- WORK TO COMPLETE:
Locate the line containing "the white water", then please write out that line and all the lines below it in the entries exactly.

[START STORED ROWS]

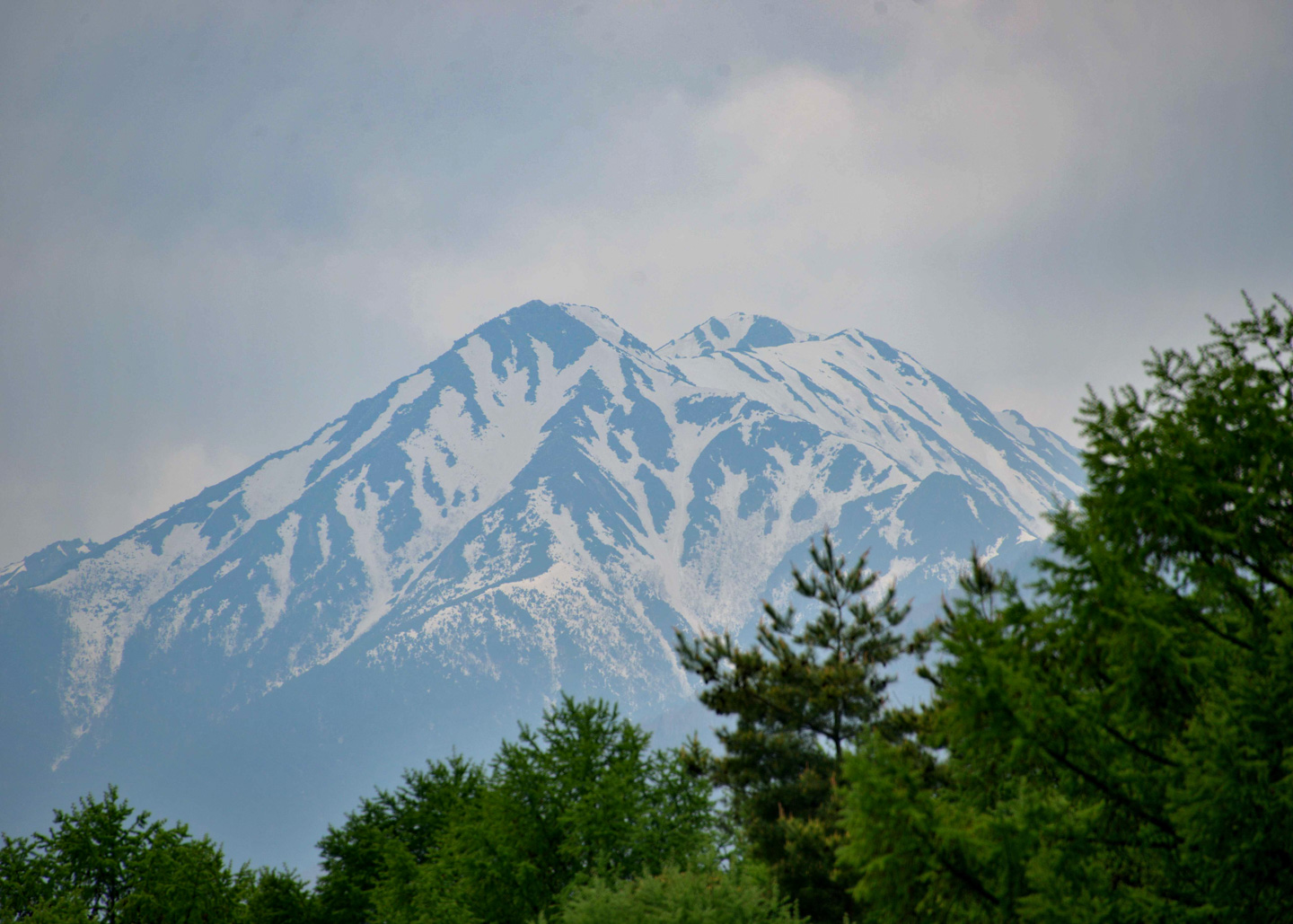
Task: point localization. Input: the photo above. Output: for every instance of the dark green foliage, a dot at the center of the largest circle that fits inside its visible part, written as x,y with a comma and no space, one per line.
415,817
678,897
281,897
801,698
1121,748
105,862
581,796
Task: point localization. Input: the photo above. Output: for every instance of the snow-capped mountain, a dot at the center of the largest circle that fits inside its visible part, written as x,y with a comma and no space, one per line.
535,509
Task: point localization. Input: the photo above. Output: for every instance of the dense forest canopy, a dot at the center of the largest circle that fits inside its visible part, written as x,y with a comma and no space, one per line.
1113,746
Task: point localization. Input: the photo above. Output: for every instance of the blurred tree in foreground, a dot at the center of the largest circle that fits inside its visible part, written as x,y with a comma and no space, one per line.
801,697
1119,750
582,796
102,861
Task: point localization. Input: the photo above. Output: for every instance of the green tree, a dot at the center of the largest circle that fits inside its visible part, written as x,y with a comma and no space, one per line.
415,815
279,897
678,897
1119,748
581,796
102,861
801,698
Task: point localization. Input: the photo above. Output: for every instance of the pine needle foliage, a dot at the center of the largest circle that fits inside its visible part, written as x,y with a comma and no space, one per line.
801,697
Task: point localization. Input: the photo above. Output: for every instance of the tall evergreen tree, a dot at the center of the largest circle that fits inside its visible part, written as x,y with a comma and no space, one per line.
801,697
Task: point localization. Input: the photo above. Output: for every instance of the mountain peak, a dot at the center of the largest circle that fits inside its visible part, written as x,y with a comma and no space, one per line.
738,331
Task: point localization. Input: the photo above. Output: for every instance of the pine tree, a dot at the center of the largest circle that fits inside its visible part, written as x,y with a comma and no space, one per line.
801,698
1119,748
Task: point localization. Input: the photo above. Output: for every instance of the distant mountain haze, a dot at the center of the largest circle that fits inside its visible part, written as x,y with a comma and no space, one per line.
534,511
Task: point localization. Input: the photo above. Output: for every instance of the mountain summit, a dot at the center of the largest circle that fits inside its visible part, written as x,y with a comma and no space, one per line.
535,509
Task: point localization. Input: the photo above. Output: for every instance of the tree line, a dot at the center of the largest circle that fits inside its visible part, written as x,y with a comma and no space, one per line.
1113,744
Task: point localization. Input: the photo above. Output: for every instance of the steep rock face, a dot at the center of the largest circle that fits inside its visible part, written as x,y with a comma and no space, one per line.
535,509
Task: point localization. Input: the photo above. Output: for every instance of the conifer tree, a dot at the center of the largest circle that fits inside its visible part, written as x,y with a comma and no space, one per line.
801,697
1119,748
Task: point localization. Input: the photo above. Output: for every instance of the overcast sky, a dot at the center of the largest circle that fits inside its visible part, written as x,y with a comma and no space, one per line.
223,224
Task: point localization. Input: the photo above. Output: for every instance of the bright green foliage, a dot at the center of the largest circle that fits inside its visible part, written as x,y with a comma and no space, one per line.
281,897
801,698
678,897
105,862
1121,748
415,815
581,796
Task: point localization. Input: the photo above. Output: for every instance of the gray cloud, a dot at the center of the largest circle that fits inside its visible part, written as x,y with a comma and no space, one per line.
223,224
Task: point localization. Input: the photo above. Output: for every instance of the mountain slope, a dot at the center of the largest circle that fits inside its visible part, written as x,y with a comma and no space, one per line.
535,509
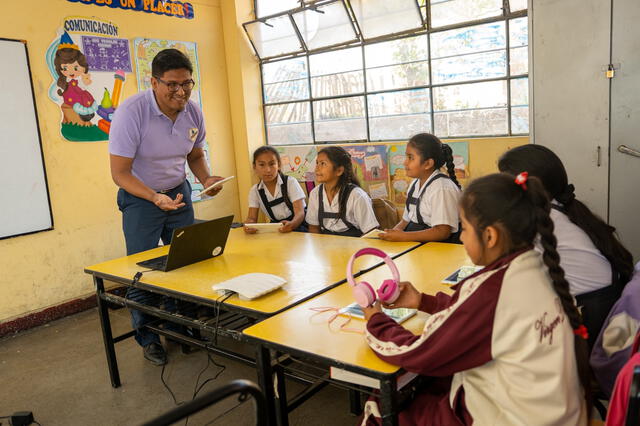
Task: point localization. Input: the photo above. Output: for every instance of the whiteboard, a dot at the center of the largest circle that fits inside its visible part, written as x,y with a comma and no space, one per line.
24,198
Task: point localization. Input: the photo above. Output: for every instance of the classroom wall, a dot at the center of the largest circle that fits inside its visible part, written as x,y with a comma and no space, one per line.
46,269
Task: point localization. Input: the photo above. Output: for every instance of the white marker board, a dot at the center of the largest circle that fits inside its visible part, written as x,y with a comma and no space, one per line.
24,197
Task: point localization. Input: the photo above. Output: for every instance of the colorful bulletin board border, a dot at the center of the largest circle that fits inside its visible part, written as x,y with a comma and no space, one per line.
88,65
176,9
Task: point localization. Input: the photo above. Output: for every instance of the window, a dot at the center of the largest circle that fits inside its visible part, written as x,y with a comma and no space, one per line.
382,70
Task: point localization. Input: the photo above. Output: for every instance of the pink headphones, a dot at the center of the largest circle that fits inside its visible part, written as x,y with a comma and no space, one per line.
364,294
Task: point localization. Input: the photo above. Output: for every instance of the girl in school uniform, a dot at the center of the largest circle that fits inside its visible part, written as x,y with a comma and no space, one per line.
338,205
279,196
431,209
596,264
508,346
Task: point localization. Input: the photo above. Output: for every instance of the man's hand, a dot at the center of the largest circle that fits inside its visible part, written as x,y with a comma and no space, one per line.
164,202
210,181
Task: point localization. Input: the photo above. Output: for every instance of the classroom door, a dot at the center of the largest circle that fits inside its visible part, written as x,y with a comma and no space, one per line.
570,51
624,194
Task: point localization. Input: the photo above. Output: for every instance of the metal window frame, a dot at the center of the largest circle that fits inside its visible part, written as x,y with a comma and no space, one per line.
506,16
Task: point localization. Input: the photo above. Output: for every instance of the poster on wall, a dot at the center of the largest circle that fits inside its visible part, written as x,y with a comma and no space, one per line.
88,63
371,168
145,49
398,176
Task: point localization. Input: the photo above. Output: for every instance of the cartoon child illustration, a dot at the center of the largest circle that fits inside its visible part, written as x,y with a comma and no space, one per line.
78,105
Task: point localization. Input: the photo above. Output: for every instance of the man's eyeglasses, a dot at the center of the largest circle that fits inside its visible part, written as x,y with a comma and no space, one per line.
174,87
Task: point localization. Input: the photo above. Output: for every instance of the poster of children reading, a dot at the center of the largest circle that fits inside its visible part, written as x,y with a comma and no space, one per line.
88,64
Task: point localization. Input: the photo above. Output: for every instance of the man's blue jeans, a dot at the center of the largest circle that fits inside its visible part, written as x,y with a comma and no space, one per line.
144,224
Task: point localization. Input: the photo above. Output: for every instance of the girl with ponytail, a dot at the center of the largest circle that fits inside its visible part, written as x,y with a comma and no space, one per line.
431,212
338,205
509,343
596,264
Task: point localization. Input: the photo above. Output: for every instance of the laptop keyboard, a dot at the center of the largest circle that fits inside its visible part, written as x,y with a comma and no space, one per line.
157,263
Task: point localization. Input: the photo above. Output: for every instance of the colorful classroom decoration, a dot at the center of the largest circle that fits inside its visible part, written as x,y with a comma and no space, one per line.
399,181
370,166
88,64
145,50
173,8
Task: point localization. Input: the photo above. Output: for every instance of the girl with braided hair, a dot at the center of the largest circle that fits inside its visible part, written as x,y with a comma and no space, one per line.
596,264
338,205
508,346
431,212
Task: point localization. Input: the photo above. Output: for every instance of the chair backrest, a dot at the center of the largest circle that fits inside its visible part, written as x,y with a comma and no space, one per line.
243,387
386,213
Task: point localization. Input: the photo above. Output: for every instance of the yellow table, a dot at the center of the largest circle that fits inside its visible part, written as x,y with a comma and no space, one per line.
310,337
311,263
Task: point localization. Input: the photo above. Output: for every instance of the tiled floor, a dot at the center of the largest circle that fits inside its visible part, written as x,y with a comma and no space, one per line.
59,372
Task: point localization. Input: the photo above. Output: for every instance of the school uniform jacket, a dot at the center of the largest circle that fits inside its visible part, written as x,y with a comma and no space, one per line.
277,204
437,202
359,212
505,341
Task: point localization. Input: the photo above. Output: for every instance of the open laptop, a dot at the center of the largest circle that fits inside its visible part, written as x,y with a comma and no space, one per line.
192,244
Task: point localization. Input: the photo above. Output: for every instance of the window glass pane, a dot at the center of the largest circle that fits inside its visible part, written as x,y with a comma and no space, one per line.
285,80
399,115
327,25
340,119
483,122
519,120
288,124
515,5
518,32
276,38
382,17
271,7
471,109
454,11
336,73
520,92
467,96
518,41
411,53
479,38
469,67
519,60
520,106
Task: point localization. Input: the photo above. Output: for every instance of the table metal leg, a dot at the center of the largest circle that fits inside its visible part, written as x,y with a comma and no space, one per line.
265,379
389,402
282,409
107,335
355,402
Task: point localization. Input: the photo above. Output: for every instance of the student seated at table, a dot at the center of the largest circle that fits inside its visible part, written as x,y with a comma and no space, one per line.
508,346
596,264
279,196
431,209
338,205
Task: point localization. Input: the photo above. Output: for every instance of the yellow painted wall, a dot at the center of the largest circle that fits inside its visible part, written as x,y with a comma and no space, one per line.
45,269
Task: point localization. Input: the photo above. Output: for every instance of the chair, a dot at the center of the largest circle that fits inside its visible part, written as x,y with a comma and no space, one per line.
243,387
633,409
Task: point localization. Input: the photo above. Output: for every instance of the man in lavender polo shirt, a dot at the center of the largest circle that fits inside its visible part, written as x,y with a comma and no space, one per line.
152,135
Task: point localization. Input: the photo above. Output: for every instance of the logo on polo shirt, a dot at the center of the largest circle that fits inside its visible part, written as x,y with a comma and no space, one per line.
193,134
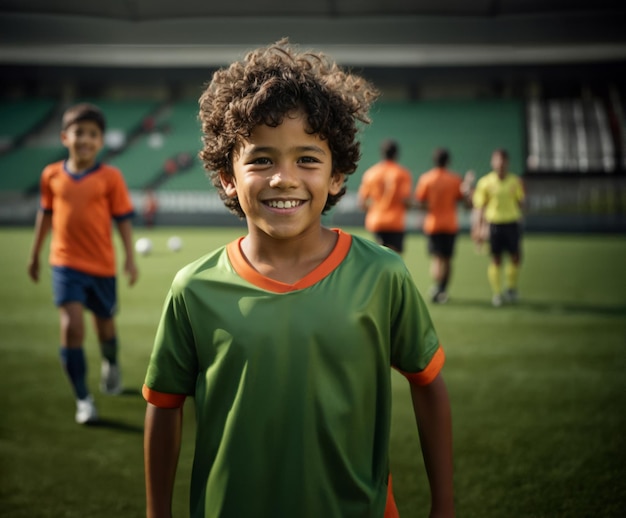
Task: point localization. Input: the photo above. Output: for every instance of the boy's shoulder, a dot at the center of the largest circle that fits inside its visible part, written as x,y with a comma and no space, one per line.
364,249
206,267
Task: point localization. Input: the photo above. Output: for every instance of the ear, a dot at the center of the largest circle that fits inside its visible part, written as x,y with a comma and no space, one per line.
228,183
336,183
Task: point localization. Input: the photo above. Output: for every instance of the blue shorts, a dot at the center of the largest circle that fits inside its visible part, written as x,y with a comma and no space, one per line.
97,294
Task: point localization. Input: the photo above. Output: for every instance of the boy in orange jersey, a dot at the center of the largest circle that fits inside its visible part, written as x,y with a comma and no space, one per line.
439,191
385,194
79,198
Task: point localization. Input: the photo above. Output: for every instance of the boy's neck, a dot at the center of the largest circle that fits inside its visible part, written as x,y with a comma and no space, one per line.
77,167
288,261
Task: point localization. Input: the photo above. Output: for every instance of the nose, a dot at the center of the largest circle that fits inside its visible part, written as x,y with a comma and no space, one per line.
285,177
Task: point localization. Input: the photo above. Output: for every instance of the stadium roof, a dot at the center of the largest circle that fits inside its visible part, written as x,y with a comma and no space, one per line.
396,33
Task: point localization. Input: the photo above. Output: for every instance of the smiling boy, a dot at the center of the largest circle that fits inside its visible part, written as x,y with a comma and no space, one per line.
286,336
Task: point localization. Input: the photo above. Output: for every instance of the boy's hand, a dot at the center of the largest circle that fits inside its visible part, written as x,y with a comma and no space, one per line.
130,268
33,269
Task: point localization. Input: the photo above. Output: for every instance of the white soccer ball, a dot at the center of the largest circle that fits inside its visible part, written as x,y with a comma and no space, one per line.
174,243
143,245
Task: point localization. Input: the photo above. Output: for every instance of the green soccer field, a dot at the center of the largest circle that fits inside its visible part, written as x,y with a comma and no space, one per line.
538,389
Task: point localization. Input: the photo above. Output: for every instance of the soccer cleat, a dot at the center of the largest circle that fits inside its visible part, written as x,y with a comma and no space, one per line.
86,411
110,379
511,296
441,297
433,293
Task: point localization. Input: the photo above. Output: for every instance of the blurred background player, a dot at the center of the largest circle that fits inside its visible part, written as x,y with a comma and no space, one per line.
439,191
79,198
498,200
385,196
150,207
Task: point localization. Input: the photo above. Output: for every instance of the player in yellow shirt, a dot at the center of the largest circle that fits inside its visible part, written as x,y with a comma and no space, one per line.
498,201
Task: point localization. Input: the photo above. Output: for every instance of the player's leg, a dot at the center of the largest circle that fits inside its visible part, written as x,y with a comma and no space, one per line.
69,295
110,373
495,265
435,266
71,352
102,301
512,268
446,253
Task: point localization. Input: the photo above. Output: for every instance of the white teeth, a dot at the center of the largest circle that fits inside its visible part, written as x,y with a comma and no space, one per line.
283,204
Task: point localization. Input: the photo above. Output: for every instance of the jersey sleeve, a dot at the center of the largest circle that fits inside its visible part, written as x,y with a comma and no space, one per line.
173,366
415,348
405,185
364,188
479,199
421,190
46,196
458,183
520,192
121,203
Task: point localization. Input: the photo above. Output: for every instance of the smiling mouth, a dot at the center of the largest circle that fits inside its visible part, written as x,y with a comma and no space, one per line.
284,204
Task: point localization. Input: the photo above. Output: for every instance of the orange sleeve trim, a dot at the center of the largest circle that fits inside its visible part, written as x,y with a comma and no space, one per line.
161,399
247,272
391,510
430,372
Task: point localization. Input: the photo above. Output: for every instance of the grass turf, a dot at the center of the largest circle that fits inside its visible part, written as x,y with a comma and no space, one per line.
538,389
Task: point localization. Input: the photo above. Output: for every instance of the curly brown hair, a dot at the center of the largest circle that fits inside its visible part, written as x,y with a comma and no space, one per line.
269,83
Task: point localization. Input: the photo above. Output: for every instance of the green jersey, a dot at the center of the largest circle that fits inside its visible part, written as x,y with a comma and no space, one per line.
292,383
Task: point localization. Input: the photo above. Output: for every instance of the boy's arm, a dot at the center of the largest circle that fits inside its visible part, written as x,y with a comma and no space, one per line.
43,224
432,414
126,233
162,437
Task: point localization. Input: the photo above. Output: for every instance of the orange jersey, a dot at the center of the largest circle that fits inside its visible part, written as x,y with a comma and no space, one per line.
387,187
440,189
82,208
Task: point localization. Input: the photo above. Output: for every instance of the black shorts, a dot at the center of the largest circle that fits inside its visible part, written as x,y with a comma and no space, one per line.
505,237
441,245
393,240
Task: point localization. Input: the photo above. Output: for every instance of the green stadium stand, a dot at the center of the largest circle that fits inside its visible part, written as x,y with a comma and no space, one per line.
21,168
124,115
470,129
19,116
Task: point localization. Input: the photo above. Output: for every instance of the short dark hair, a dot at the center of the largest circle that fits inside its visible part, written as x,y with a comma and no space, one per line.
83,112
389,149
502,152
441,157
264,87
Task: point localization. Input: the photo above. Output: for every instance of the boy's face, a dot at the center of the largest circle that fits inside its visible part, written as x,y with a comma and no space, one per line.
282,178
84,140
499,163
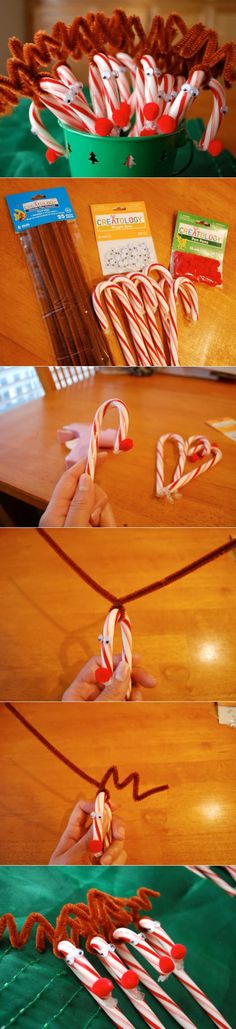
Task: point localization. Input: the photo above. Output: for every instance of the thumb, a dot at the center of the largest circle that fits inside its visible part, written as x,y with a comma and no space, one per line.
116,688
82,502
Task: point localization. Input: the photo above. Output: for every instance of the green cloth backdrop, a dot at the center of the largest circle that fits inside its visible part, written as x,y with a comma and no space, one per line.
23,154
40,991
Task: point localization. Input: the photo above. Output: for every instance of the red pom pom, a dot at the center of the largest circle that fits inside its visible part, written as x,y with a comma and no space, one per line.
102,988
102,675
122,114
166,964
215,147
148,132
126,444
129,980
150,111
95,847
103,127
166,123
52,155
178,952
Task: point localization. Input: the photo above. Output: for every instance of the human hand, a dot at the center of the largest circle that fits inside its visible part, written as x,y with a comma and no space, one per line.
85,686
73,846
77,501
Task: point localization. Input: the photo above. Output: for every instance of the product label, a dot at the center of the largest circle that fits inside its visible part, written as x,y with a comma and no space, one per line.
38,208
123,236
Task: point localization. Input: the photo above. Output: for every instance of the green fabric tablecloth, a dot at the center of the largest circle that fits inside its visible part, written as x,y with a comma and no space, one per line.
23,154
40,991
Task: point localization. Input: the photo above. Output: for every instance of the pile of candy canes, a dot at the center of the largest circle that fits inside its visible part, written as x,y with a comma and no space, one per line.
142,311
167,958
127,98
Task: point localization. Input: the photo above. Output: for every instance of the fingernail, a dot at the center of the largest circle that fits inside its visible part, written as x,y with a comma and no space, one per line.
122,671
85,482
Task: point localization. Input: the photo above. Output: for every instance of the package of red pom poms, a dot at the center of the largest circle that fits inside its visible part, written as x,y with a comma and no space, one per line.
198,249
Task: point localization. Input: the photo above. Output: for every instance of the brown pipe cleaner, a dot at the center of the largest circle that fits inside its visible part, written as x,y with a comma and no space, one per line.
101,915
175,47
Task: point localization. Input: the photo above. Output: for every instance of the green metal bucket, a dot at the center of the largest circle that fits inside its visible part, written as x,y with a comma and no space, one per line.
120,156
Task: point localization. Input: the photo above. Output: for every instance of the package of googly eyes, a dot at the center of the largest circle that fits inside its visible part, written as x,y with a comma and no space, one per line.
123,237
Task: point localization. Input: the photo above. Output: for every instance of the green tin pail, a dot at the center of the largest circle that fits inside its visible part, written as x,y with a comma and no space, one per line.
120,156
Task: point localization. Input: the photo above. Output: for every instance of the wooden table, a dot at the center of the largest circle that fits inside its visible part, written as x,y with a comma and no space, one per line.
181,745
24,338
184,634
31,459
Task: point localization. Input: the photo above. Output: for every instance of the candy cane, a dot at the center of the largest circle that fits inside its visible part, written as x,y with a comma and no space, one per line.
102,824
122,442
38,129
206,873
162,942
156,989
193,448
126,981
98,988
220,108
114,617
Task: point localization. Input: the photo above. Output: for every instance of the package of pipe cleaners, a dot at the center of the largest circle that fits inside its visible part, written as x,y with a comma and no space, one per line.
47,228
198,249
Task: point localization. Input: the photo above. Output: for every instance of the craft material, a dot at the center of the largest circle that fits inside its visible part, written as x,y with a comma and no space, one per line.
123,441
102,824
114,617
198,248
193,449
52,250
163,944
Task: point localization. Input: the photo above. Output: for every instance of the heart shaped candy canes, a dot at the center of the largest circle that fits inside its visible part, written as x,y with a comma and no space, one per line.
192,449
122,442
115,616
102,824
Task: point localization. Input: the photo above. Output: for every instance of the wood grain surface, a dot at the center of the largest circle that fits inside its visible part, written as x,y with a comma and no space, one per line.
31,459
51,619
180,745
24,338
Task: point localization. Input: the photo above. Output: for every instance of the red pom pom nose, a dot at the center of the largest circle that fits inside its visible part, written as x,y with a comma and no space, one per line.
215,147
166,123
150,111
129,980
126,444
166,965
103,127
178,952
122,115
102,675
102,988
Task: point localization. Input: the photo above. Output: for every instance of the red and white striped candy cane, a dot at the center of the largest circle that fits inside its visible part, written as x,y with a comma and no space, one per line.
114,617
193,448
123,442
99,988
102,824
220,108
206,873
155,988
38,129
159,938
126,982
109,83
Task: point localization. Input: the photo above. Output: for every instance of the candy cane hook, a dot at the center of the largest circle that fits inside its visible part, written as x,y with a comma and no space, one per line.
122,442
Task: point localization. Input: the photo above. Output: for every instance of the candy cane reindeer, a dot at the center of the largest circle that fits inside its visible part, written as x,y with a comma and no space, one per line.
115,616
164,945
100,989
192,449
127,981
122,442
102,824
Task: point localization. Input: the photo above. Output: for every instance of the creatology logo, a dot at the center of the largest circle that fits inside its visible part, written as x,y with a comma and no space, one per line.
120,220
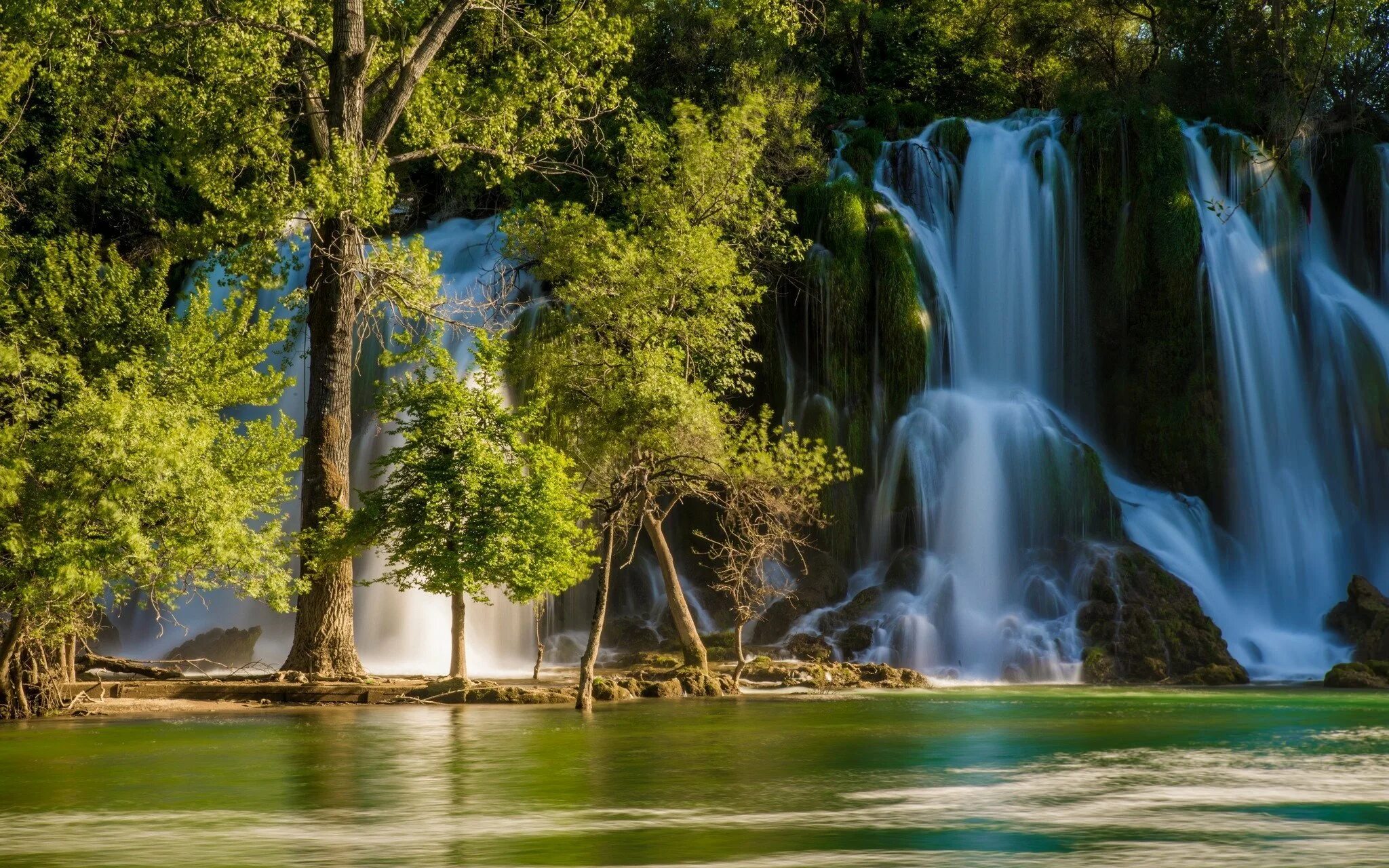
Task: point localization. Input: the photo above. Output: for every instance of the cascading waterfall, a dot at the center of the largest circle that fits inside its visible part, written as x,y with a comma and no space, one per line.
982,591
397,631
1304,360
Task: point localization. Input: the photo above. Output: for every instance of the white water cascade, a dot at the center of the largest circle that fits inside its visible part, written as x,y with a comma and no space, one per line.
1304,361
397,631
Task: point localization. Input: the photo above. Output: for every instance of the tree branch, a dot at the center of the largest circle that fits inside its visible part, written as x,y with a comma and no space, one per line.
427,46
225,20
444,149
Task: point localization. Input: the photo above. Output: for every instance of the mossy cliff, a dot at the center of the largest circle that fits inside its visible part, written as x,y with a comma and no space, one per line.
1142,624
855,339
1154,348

[END STORED ROWS]

- THE SOLUTION:
Task: point localization. Input: the photo above. Output: for every instance of the white water cascade, a dot at the center of the largest circle that fits inside its visible part, written as x,y with a comma and no space, one per line.
1304,361
397,631
Task: point localization. Input: the photo above. Output: for every instance of the tree branch, a dot at the center of the largest circle that fits inside its visible part, written as x,y with a comma and no space, one per line.
427,46
225,20
444,149
Task: point localization. Input: the photo above. Output: for every instance of the mossy cliff, a dot at the center of the largest circle that fits inside its visible part, written as x,y with a comma and no space, one per line.
1142,624
855,339
1154,348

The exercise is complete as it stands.